Art should be used as a platform to help people, or give a voice to the voiceless. And what a powerful platform it is! We were so stunned by the response to our Lost Dogs of Hope Project.
Everyone will feel lost at some point in their lives. Our Lost Dog artworks represent the times we’ve felt lost. The concept began in 2013 when we placed 100 Lost Dog sculptures in various locations around Sydney. Within a month, all but three of the sculptures were stolen. The Lost Dogs received a cult following and can now be found all over the world.
Last month Gillie opened up to our Facebook fans about her struggles with motherhood. She spoke about being a first-time mother, isolated at home with a newborn, scared out of her mind. The video went viral and within a week received over 150,000 views. There were so many comments from people sharing their own experiences of feeling lost. The video was the first in a series, where in various short videos, celebrities discuss the times they’ve felt lost in order to raise awareness about speaking up. The celebs included: Leigh Campbell, Huffington Post Lifestyle Editor, Layne Beachley, 7 x Surfing World Champion and Neale Whitaker, Host from The Block, Editor-in-Chief of Vogue Living.
We also received media coverage from publications and sites such as the Daily Mail, Daily Telegraph, Huffington Post and Nine MSN. It was unbelievable just how much these stories resonated with people. We think it’s because feeling lost can make you feel like you’re failing. The Lost Dogs of Hope Project breaks the stigma, showing that feeling lost is normal and very human.
When you’ve given up on yourself, hope is the first step to finding yourself again. The Lost Dog of Hope Project arms people with the courage to begin their journey of self-love and self-acceptance.
Do you have any more such projects in the pipeline?
Funny you ask because today we started our new campaign, “Proud to be different”. It’s a celebration of what makes each one of us unique. We want to fight the daily bigotry, hatred, homophobia and misogyny in the world.
Dogman and Rabbitgirl are freaks. That’s the truth. They have animal heads and human bodies and they’re always naked. But, in spite of that they’ve been accepted all over Australia. They started out in Paddington on a Vespa and now they’re in Perth, in Federation Square in Melbourne, at Woolloomooloo Wharf, outside a hotel in Singapore, in Taronga Zoo, in the Sydney Children’s Hospital. They’re everywhere.

◆ THE DATA ◆
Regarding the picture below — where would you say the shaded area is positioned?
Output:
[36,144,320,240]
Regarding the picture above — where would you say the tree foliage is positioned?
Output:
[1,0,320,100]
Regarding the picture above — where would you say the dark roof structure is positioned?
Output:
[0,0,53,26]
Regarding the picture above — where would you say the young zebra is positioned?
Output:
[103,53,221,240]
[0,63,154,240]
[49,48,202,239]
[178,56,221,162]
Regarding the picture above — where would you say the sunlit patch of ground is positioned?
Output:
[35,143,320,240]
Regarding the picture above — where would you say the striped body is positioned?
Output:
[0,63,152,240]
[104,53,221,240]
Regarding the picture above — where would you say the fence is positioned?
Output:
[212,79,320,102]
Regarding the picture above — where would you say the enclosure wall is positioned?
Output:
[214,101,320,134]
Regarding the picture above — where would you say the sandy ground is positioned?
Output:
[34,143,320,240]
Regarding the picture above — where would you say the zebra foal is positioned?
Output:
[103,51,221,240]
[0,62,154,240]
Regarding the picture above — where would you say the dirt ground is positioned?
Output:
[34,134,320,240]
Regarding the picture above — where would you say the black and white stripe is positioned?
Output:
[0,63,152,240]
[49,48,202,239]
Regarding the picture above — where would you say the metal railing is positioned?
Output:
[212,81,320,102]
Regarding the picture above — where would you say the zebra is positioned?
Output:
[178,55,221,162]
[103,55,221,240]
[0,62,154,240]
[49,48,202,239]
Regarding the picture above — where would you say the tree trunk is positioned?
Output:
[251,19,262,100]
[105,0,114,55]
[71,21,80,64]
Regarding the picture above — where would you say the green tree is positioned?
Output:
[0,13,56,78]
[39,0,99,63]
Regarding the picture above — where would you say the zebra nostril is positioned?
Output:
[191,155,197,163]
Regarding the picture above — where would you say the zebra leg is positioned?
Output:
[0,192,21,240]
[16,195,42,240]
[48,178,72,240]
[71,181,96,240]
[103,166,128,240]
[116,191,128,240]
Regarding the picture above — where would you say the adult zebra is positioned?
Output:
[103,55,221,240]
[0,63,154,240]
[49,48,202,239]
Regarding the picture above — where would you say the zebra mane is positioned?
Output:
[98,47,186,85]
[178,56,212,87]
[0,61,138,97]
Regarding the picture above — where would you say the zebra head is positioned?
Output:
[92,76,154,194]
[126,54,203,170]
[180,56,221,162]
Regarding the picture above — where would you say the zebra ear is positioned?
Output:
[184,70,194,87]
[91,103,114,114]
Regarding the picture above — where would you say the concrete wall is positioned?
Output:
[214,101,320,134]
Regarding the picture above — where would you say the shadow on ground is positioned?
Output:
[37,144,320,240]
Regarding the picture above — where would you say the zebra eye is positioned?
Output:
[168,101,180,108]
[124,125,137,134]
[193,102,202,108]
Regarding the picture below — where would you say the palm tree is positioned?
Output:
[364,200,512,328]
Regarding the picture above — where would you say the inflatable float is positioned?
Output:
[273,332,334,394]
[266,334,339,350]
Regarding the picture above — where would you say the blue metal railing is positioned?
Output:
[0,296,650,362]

* * *

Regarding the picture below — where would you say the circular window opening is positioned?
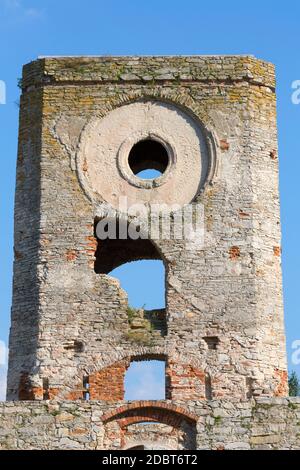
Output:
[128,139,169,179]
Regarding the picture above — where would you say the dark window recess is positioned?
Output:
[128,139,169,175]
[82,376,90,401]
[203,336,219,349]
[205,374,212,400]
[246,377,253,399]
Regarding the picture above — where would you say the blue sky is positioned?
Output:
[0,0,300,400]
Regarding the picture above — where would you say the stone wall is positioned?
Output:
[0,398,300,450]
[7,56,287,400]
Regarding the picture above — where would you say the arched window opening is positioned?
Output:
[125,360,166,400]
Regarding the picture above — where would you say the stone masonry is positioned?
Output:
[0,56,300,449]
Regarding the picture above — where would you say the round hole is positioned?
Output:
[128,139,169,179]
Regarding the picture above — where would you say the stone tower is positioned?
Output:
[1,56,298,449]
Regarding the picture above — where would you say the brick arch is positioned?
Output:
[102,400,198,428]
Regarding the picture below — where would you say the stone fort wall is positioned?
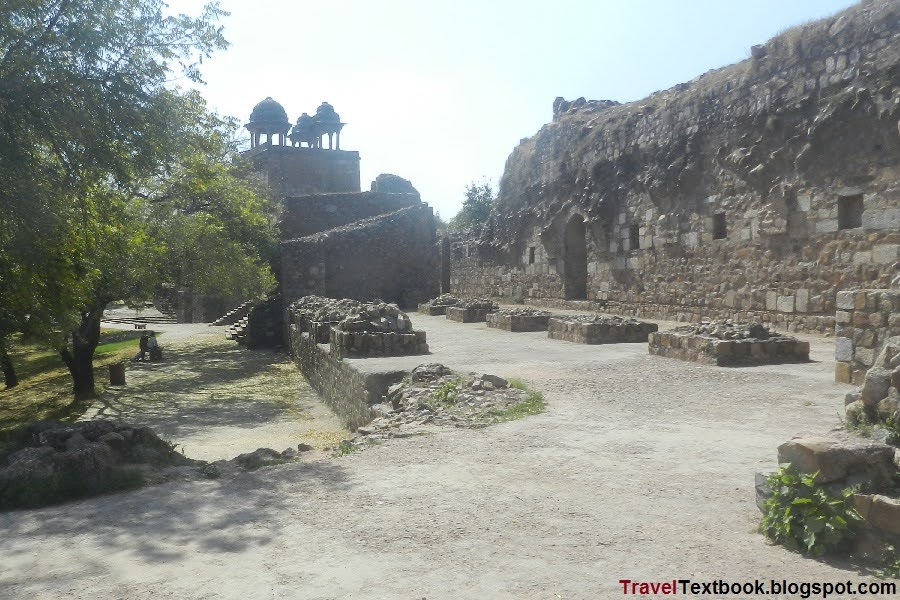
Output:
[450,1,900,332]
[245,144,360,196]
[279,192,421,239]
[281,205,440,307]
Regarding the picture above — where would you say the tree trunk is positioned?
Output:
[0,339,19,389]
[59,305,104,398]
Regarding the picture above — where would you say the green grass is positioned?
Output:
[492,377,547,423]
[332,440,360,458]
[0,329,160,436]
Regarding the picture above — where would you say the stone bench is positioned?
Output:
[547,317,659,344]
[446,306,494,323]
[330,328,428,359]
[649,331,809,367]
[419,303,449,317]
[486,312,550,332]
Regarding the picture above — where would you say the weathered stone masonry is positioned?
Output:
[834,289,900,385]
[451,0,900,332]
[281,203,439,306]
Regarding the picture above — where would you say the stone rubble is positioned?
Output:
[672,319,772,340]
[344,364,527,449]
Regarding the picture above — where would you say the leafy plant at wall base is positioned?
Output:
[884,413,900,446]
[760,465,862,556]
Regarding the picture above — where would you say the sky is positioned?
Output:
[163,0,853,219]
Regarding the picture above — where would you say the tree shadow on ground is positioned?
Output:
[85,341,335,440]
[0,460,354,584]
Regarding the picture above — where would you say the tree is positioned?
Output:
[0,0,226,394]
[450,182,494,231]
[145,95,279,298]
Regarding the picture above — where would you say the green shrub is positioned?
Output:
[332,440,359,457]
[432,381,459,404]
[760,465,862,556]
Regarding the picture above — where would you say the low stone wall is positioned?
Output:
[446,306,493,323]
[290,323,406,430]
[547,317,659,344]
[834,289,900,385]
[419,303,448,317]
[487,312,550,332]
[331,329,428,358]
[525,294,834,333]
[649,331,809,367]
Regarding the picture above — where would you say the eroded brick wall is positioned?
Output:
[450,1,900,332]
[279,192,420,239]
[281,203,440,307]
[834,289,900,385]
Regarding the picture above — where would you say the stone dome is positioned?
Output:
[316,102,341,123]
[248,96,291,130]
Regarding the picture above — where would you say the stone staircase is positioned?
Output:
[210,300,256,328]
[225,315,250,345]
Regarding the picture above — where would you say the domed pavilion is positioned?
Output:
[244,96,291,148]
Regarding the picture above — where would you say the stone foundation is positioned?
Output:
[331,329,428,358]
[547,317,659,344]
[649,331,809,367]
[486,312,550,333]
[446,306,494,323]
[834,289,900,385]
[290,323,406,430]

◆ TASK ITEM ◆
Continue the interview about the Lost Dogs of Hope Project and Dogman and Rabbitgirl from its last sentence.

◆ TASK RESULT ◆
This new project will champion the crucial message of acceptance and diversity. As we see it the great battles for this generation are battles for the freedom to be yourself and be accepted. Dogman and Rabbitgirl symbolise the fight for marriage equality, the fight for every kid who’s different, the fight against bigots. If Australia can accept Dogman and Rabbitgirl, they can accept everyone. So stay tuned for #proudtobedifferent.
We’re currently working on …
Oh my goodness, so much. We love being busy with lots on the go.
Many people don’t know that we’re actually bestselling authors and illustrators and have published a collection of books for both adults and children. Even though the world is becoming more and more digital, nothing compares to flipping through the pages of a book. Our latest is the photography coffee table book Pup Art – a fun and playful celebration of what happens when pop art meets popular pooch, due out in October.
We’ve also got a selection of large-scale sculptures going into Shanghai Jing’an Sculpture Park. And our Paparazzi Dogs are about to be installed in the buzzing art district, DUMBO in New York.
What would be your dream project or have you already done it?
To make the biggest sculpture in the world … just kidding. Our dream project is to make amazing, thought-provoking art that helps people be true to themselves.
It’s not very cool, but we really like…
Getting into bed early with a cup of tea and watching House of Cards.
Have you ever had a ‘who’d have thought’ moment? Explain.
Who’d have thought that a rabbit and dog could be such good friends?
Thanks Gillie and Marc for letting us in to your world!